§ **Exercise**: Find the line containing "gibbon leg, which" in the data below, then output that line and each one after it exactly, with nothing else.

§ **Record extracts**:

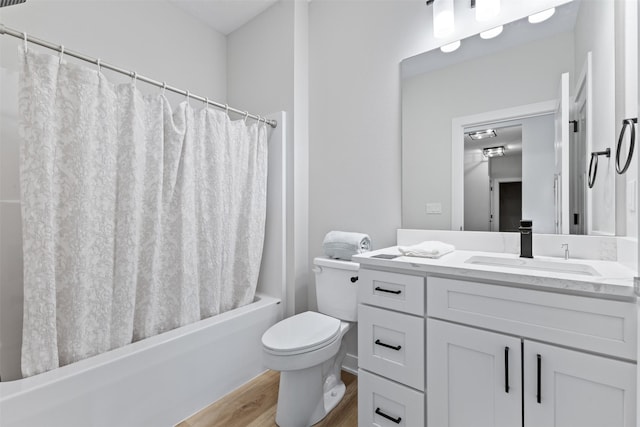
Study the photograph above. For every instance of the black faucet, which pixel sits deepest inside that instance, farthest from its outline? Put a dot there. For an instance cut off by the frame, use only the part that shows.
(526, 238)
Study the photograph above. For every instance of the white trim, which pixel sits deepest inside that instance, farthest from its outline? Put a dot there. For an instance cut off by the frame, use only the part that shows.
(458, 124)
(585, 84)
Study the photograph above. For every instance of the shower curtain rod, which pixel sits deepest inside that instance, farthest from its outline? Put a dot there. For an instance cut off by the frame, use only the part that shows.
(60, 48)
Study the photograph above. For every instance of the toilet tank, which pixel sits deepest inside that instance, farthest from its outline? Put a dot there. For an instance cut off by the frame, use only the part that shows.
(337, 288)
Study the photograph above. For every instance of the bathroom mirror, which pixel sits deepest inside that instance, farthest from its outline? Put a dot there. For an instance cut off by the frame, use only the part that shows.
(546, 75)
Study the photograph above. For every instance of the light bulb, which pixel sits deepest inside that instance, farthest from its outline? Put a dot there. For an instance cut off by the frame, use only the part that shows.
(442, 18)
(487, 9)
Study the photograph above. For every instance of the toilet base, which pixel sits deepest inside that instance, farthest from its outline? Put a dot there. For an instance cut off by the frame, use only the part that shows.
(306, 396)
(305, 409)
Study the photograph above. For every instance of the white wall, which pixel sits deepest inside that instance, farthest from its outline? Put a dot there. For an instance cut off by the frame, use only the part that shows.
(267, 68)
(477, 191)
(518, 76)
(538, 167)
(132, 35)
(626, 21)
(594, 32)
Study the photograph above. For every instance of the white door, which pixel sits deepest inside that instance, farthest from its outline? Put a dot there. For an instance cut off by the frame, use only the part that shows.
(567, 388)
(474, 377)
(561, 145)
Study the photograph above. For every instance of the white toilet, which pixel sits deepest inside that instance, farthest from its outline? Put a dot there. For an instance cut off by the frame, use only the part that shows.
(307, 348)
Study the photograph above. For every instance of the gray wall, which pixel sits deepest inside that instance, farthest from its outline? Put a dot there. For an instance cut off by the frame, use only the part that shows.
(538, 163)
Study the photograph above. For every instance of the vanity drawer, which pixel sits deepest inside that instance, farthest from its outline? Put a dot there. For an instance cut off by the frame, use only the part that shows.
(378, 397)
(593, 324)
(391, 344)
(401, 292)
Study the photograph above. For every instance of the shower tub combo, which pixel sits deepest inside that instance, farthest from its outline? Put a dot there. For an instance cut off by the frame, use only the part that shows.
(158, 381)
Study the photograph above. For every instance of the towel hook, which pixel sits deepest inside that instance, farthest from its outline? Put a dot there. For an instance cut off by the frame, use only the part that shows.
(593, 165)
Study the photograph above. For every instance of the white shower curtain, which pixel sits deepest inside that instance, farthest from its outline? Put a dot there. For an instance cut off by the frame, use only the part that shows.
(136, 219)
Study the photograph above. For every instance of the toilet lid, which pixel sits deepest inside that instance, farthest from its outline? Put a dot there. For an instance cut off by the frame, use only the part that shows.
(302, 332)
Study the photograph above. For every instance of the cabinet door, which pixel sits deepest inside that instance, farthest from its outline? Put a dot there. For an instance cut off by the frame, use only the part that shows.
(473, 377)
(568, 388)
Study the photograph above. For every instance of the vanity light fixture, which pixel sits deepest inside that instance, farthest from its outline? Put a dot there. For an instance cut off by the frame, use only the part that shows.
(536, 18)
(443, 24)
(494, 32)
(487, 9)
(493, 151)
(482, 134)
(450, 47)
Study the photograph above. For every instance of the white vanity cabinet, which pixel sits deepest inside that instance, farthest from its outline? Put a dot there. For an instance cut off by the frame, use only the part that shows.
(391, 349)
(505, 376)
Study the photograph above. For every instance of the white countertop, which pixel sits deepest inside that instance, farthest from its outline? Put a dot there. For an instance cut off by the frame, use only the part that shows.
(614, 280)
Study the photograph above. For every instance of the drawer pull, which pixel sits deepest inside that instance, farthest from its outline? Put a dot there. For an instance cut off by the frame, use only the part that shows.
(378, 288)
(539, 395)
(393, 347)
(390, 418)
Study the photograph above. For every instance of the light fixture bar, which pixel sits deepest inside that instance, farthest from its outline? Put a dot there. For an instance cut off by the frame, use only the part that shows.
(487, 9)
(493, 151)
(482, 134)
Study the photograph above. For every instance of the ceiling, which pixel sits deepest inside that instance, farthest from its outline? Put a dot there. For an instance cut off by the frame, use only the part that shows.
(224, 16)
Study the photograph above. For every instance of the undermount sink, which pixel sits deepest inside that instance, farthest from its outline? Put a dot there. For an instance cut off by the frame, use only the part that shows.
(559, 266)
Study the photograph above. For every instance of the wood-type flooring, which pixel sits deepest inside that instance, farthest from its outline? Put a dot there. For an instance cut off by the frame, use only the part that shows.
(254, 405)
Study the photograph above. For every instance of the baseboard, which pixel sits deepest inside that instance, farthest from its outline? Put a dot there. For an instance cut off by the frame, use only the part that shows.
(350, 364)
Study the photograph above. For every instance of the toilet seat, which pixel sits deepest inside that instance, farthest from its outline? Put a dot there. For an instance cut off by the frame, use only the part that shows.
(301, 333)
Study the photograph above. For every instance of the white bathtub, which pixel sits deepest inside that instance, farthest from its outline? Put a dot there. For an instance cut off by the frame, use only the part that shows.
(158, 381)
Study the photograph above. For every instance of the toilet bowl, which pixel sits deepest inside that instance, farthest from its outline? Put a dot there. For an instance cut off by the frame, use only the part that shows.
(308, 349)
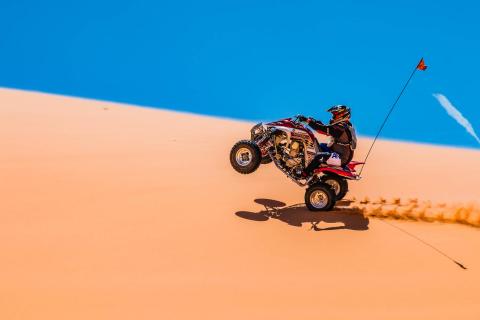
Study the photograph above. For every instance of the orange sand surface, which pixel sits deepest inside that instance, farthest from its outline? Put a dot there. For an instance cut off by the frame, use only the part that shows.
(116, 212)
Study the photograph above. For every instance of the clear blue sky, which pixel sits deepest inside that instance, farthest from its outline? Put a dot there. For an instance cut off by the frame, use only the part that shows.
(255, 59)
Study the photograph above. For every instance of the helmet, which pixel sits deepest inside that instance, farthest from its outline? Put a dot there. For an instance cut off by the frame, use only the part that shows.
(340, 113)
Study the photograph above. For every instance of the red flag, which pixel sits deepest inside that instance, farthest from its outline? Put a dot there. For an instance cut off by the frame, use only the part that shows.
(421, 65)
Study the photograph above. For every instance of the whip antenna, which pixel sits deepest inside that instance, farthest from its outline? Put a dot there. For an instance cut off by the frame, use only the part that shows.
(420, 66)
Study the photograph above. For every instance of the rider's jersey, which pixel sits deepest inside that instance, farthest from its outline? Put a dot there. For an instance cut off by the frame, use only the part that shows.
(345, 139)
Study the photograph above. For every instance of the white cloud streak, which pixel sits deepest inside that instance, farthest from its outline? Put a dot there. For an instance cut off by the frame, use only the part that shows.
(455, 114)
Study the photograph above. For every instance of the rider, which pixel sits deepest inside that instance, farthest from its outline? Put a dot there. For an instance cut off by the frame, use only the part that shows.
(344, 139)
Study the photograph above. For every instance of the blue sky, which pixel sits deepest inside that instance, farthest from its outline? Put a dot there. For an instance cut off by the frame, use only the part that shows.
(255, 59)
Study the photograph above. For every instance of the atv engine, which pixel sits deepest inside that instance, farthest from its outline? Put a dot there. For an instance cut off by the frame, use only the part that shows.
(290, 152)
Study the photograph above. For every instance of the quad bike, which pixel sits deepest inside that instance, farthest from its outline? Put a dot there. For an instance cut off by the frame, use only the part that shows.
(291, 146)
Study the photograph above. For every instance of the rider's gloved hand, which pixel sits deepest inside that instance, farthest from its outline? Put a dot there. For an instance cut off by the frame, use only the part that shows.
(302, 118)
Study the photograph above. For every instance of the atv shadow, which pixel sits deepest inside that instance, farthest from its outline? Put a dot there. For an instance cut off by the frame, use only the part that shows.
(297, 214)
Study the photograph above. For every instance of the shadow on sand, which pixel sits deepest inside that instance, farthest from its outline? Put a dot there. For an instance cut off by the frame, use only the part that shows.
(297, 214)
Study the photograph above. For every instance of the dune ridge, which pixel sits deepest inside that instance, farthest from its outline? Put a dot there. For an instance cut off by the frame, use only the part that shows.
(111, 211)
(415, 210)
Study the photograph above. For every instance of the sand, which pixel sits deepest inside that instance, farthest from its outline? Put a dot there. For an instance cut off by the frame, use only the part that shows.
(112, 211)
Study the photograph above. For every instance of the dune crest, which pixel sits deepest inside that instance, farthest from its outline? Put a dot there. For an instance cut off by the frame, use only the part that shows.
(112, 211)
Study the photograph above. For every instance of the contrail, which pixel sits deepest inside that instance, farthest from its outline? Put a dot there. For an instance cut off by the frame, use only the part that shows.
(455, 114)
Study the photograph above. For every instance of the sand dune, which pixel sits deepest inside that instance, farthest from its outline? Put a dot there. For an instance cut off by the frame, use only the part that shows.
(118, 212)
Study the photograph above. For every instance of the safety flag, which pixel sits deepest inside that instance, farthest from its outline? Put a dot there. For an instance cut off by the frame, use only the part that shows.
(421, 65)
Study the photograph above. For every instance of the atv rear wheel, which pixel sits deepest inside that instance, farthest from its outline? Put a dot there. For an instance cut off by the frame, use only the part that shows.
(245, 156)
(320, 197)
(338, 184)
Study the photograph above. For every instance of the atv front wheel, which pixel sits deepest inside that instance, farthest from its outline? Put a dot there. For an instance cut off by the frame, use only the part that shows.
(245, 156)
(320, 197)
(338, 184)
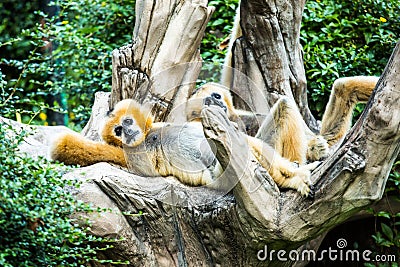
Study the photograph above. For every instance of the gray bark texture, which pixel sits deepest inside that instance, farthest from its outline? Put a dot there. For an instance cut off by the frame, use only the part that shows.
(162, 222)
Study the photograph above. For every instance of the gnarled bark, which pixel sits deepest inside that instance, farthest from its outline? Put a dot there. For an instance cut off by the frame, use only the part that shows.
(166, 223)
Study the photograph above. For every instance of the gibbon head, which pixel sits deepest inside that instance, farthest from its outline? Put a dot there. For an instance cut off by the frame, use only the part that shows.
(215, 91)
(128, 123)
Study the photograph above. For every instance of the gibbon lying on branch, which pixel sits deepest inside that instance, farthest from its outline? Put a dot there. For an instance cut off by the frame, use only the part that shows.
(163, 149)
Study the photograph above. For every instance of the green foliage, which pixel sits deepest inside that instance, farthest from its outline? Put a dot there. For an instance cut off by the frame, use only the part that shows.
(34, 208)
(218, 29)
(69, 53)
(346, 38)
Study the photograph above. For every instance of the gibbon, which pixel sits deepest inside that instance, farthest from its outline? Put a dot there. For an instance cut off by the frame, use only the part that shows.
(163, 149)
(74, 149)
(284, 128)
(167, 149)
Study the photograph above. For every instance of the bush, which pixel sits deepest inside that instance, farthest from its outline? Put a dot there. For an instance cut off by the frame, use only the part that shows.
(34, 209)
(82, 35)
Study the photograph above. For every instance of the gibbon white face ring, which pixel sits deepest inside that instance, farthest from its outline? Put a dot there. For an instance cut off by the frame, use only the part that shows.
(131, 133)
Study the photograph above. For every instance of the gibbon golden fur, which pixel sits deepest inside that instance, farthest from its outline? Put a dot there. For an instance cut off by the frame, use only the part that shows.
(163, 149)
(74, 149)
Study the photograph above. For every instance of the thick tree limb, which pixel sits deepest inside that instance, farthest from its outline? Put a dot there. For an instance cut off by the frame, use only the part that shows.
(270, 49)
(352, 178)
(163, 62)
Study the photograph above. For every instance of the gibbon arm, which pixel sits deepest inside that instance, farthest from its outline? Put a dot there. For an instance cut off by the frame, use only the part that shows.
(74, 149)
(346, 93)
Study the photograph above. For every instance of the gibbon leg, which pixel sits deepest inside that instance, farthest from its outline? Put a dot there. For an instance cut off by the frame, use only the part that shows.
(285, 130)
(346, 93)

§ **Your solution**:
Study the photograph above. For every instance of the gibbon leg, which pixel sits deepest inside that instance, farthest from its outline? Put a dot there. For an instance cut off by the frame, use only the part that shows.
(285, 130)
(346, 93)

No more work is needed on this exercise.